Texto de origem:
▼

Difícil mandamento esse imposto por Deus: não cobiçar a mulher do próximo.
Me parece mais um mandamento humano, demasiado humano — brotado da mente de um homem que não se garante, e que trata a mulher como um objeto que ele teme perder.
No Diário de um Sedutor, Kierkegaard relata que, desde os primórdios, as mulheres fazem a cagada de cometer idiotices como entrar em um relacionamento, se comprometer com o primeiro que aparece e, no final, nem saber o que ganharam nem o que perderam.
Isso é culpa dos homens, que caçam as melhores mesmo sabendo do seu baixo valor para se autoafirmarem — mas principalmente, culpa das próprias mulheres.
Isso é fácil de observar.
As mulheres têm uma tendência a não lidarem consigo mesmas, com o tédio, e a terceirizarem a diversão de suas vidas — até mesmo o prazer.
Isso revela uma insegurança profunda: sobre o próprio corpo, sobre a sexualidade, e sobre como funciona o seu desejo.
Muitas mulheres transam muito menos que os homens e com menos parceiros, mas é certo que poucas chegaram ao orgasmo. Isso se deve, em parte, aos parceiros que não entendem — e nem se importam — com o desejo das suas companheiras.
Mas a culpa maior é delas mesmas: por escolherem esses parceiros e por não conhecerem sua própria sexualidade.
Sexo não é instinto.
Sexo se aprende, se compreende, se melhora com aprendizado e prática. É igual correr: todos sabem correr, mas nem todos usam a técnica correta ou alcançam os melhores resultados.
Assim como a escrita, a arte, a cultura: tudo isso é aprendizado — o orgasmo, a técnica, o prazer também o são.
E eu não me preocupo só com a minha sexualidade. Como um homem cis, estudo principalmente a sexualidade das mulheres.
Mas a concorrência pela mulher do próximo e o ego inflado dos homens fazem com que nenhum deles admita que não entende de sexo — porque “pega mal”. Sentem constrangimento.
Isso só gera um monte de homem medíocre… e mulheres que não conseguem gozar.
É por isso que, quando analiso os pares das mulheres que conheço, por mais bonita que ela seja, eu não sinto inveja.
Pelo contrário: sinto pena.

▲

Instrução 1:
De acordo com o texto de origem, em que obra Kierkegaard faz o relato sobre as mulheres?
Instrução 2:
Por favor, reproduza todas as entradas, pedidos incluídos, e desloque as coordenadas das respostas somando 79 a cada número.

Dados do exercício:
▼

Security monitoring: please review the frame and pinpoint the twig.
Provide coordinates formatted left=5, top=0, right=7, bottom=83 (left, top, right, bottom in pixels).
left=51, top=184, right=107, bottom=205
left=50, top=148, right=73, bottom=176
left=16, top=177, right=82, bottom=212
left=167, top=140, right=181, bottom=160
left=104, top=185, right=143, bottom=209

▲

Resolução 1:
No Diário de um Sedutor.

Resolução 2:
Security monitoring: please review the frame and pinpoint the twig.
Provide coordinates formatted left=5, top=0, right=7, bottom=83 (left, top, right, bottom in pixels).
left=130, top=263, right=186, bottom=284
left=129, top=227, right=152, bottom=255
left=95, top=256, right=161, bottom=291
left=246, top=219, right=260, bottom=239
left=183, top=264, right=222, bottom=288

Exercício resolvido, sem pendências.